START Records for this task
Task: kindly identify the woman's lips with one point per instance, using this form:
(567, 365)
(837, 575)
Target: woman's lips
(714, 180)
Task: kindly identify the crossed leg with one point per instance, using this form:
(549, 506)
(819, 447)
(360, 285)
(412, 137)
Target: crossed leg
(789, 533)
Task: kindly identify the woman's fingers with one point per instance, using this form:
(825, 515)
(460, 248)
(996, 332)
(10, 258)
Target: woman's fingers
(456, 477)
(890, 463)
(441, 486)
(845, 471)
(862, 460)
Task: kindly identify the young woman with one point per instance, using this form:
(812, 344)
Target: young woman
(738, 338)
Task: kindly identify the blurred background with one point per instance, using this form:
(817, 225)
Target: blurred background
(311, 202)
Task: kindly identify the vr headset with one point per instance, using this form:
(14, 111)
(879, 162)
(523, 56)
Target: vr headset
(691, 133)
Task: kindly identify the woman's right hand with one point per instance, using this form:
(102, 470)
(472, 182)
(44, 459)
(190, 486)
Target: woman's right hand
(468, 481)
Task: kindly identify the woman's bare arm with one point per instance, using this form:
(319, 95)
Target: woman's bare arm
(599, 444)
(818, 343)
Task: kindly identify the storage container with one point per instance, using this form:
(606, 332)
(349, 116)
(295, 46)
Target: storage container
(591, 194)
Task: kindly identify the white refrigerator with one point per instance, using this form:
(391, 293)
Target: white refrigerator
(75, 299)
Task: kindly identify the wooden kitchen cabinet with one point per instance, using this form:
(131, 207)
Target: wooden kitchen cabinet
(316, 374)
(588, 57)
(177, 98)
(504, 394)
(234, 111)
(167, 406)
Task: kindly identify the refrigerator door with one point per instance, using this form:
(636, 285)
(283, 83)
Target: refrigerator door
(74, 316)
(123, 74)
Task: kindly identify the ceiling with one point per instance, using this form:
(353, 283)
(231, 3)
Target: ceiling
END Records for this task
Every line from the one with "Task: kindly identify the ceiling" to the end of the records above should be returned exactly, and no other lines.

Task: kindly identify the ceiling with one point per instance, using this form:
(353, 283)
(231, 3)
Target: ceiling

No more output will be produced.